[Some records]
####################

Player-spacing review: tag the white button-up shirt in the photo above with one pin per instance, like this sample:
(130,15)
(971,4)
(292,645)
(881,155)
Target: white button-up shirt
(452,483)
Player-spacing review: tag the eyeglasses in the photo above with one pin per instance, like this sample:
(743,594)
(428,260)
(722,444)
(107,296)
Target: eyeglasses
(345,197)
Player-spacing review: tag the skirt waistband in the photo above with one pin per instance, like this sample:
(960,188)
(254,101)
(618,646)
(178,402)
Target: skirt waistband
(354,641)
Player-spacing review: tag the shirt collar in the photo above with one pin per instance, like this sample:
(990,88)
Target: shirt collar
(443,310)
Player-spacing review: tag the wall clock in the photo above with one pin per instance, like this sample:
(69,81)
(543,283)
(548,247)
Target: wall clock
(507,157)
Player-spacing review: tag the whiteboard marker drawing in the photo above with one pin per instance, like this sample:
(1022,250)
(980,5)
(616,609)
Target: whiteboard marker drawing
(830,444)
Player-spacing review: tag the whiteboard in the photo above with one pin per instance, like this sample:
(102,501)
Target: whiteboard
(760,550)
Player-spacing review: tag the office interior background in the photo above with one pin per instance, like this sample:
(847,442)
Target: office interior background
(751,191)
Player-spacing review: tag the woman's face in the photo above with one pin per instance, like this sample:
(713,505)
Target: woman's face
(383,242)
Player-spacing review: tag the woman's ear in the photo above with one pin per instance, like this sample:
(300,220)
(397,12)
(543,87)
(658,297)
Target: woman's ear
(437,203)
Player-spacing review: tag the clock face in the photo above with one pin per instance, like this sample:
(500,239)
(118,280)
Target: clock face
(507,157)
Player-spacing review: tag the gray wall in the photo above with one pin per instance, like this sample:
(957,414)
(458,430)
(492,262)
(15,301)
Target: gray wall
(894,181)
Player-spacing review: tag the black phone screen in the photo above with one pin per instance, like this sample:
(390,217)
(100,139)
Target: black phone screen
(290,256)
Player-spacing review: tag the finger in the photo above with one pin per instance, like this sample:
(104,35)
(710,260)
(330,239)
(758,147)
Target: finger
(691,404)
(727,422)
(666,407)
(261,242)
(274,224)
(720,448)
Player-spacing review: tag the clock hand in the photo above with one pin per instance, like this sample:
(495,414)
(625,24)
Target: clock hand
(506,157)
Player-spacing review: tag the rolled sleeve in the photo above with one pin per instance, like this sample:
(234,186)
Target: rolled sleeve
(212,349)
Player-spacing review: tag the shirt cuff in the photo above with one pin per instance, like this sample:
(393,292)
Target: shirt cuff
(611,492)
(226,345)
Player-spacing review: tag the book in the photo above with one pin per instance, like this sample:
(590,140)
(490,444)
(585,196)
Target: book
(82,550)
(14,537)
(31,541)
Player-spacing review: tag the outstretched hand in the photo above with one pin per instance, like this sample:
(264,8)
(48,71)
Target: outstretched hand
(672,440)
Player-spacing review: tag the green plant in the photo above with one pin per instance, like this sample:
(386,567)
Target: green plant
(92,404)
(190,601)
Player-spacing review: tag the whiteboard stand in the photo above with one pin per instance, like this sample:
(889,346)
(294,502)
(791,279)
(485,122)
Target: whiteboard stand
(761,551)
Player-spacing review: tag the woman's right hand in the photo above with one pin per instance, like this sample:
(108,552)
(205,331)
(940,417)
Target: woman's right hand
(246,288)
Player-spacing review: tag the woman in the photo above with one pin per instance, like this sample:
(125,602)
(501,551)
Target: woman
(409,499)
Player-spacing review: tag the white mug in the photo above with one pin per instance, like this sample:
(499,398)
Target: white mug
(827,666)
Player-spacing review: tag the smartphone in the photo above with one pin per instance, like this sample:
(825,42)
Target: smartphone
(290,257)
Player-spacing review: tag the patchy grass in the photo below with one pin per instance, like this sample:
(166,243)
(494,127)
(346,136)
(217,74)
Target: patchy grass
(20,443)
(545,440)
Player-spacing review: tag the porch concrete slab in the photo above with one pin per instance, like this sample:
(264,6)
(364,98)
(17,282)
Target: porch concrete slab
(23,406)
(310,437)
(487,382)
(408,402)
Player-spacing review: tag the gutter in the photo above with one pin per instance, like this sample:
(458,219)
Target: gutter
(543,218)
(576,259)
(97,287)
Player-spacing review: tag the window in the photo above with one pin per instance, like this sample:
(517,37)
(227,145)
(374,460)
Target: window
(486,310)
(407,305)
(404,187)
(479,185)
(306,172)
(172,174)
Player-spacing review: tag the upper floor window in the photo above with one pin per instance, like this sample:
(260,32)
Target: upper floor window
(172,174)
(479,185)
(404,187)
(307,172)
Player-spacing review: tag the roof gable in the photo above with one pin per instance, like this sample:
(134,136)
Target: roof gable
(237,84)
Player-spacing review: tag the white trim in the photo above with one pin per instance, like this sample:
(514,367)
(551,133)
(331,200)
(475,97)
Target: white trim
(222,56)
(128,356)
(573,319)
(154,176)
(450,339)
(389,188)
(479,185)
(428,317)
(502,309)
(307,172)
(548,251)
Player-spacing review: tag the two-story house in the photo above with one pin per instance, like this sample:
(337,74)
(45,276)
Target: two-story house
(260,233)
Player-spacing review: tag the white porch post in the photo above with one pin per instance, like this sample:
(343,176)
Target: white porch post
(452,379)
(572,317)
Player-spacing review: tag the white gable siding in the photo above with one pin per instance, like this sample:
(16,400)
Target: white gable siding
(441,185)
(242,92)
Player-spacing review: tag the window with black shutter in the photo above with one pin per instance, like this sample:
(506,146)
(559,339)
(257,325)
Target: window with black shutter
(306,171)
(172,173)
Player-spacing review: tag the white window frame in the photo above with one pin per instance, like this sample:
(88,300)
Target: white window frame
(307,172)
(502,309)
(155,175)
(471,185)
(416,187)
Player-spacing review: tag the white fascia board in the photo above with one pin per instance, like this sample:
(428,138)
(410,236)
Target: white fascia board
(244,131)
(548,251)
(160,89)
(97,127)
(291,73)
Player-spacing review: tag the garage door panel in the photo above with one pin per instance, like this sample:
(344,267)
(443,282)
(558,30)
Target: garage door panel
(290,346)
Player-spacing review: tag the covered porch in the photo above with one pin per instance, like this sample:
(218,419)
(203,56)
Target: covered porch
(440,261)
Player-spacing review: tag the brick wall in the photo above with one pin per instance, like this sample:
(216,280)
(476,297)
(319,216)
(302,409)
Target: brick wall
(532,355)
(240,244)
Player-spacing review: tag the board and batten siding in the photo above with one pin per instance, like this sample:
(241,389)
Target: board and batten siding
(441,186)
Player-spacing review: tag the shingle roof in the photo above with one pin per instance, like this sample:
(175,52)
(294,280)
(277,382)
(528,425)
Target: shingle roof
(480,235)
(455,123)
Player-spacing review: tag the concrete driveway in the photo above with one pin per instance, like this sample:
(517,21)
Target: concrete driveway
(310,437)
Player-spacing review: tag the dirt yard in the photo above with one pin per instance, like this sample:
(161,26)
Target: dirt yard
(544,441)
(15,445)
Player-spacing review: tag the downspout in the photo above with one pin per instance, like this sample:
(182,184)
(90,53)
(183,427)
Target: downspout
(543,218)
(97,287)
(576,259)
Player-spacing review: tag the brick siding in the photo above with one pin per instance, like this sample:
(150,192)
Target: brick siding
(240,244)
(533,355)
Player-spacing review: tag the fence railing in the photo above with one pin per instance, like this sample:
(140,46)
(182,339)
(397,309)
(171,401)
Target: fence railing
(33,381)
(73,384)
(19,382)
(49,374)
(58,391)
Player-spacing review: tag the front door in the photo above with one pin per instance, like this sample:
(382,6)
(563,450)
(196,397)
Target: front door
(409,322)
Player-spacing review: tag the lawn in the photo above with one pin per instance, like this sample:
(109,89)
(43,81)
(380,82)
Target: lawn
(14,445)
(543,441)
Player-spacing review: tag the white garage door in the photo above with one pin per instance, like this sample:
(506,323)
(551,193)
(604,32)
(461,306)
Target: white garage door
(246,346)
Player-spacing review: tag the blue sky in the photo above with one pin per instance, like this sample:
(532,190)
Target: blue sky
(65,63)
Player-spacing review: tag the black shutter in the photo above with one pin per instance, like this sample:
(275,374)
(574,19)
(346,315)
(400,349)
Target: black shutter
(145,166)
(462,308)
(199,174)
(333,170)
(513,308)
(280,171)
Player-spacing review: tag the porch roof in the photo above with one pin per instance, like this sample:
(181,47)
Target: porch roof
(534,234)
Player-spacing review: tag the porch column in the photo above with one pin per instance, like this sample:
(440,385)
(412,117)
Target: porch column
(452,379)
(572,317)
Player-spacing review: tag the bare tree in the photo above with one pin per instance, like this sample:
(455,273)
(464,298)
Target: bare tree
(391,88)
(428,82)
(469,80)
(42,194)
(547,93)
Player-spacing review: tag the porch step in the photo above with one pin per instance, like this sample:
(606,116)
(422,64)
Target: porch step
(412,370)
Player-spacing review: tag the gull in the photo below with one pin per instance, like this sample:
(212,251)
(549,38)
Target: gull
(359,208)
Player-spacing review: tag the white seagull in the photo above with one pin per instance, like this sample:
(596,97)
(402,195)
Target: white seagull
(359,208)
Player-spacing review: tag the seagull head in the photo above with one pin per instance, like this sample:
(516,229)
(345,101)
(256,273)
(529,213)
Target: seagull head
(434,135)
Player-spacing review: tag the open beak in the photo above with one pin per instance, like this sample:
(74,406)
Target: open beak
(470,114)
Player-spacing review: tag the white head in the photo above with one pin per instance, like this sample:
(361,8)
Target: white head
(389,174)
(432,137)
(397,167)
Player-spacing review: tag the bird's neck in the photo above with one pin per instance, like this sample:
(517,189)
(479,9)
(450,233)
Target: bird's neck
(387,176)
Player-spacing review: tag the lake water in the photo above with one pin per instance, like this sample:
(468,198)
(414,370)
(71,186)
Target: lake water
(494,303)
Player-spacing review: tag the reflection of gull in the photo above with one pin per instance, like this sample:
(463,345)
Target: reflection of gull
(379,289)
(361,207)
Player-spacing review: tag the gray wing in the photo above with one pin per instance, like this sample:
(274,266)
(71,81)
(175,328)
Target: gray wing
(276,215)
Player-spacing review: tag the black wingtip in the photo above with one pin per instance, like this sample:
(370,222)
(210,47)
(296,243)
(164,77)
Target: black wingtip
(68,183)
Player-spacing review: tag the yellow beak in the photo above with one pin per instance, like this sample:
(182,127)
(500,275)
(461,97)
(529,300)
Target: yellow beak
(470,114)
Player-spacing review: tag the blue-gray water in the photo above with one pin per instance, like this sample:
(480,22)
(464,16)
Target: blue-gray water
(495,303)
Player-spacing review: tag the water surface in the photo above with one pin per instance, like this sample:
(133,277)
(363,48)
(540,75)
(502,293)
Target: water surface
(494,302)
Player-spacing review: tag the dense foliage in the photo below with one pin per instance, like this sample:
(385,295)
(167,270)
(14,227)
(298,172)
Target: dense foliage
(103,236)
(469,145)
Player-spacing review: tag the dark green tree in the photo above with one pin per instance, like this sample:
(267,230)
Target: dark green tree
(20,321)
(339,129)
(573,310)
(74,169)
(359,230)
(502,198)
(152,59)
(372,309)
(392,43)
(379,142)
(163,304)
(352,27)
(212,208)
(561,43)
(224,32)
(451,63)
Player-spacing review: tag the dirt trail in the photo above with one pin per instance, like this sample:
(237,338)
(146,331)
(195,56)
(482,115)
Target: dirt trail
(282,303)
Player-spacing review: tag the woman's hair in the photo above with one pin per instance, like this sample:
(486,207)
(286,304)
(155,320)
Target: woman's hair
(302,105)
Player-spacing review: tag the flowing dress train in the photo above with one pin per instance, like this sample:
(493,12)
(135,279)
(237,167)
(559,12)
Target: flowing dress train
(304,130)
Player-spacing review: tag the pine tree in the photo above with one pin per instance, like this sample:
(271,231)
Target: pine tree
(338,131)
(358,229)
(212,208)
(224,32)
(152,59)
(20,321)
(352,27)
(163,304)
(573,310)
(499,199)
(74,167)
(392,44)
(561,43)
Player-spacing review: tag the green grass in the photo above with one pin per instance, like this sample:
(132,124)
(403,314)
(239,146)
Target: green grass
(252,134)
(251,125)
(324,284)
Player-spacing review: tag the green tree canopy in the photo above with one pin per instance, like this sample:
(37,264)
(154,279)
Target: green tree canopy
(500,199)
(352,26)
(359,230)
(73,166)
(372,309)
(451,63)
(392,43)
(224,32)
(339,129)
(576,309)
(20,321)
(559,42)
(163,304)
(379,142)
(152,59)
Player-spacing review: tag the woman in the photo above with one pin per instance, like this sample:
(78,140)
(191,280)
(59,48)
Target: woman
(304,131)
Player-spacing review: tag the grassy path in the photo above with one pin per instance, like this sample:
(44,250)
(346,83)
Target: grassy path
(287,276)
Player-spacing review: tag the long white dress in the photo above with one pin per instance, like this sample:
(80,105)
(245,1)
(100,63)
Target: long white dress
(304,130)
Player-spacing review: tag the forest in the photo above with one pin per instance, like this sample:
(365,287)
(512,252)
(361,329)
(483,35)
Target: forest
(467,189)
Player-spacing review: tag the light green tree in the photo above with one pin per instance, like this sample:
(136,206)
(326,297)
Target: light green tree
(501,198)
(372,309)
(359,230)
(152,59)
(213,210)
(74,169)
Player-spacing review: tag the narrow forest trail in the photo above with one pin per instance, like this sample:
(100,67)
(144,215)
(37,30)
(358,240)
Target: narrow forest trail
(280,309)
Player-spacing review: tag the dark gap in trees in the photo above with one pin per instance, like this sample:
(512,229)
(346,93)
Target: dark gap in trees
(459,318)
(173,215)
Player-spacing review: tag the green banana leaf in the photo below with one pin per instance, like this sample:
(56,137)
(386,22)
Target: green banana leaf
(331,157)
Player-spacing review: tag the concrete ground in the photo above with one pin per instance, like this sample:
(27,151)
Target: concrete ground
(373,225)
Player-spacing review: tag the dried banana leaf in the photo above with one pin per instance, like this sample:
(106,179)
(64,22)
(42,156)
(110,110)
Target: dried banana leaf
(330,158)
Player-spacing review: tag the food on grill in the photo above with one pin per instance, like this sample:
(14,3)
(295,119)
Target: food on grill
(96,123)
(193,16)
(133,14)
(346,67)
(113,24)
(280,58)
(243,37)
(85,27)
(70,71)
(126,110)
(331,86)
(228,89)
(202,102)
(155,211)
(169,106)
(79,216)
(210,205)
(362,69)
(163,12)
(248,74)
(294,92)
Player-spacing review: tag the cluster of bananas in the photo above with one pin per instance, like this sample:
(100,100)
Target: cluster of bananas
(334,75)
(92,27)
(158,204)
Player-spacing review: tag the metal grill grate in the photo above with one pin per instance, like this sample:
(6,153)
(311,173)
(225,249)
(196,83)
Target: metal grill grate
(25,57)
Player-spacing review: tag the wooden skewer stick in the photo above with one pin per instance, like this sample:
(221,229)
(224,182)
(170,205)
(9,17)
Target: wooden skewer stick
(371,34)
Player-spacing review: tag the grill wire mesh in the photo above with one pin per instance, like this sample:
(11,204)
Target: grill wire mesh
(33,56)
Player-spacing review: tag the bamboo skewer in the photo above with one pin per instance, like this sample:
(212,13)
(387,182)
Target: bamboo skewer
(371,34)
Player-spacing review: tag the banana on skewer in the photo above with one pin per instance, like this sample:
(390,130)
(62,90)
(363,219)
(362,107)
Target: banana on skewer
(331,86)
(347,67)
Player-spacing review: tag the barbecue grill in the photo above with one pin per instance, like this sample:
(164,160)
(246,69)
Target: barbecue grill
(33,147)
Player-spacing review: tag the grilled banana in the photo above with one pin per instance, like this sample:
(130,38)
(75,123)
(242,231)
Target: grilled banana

####################

Print exactly the lines above, starting at the line that contains "Player-spacing review: tag the concrete ground" and ending with the last line of the records, both included.

Player-spacing review: tag the concrete ground in the photo above with one pin per instance, like this sample:
(27,151)
Target: concrete ground
(373,225)
Player-spacing review: tag the dried banana leaf in the photo above with one pin per instance, like this sample:
(106,179)
(64,22)
(42,156)
(110,110)
Target: dried banana leaf
(330,158)
Player-spacing review: tag the food on grill in the photo above with one pin per instance, like this sample:
(14,3)
(295,119)
Target: food on grill
(96,123)
(193,16)
(133,14)
(346,67)
(113,24)
(280,58)
(243,37)
(85,27)
(70,71)
(126,110)
(331,86)
(228,89)
(202,102)
(155,211)
(169,106)
(79,216)
(210,205)
(362,69)
(163,12)
(248,74)
(294,92)
Player-spacing review: tag the cluster of bananas in the photo above with one pin per instance, like this sample:
(100,100)
Target: cluster of bananas
(334,75)
(92,27)
(158,204)
Player-spacing review: tag the metal grill grate in the photo above with one pin per instance, like this sample:
(6,153)
(311,173)
(225,249)
(196,83)
Target: metal grill grate
(25,57)
Player-spacing review: tag the wooden skewer stick in the photo above with one pin per instance, like this sample:
(221,229)
(224,182)
(170,205)
(9,17)
Target: wooden skewer stick
(371,34)
Player-spacing review: tag the grill wire mesh in the photo above with one pin per instance, like this sample:
(11,204)
Target: grill wire mesh
(33,56)
Player-spacing review: tag the bamboo skewer in the photo above with one pin per instance, like this sample:
(212,13)
(387,182)
Target: bamboo skewer
(371,34)
Player-spacing review: tag the banana on skewer in the photo above with one pin per instance, like this sample:
(390,130)
(62,90)
(363,219)
(362,107)
Target: banana on skewer
(331,86)
(347,67)
Player-spacing review: tag the barbecue grill in the photo above with one pin per instance, like this sample:
(164,160)
(246,69)
Target: barbecue grill
(33,147)
Player-spacing review: tag the grilled banana in the photo above with one pin per instance, like this sample:
(130,38)
(75,123)
(242,231)
Target: grilled banana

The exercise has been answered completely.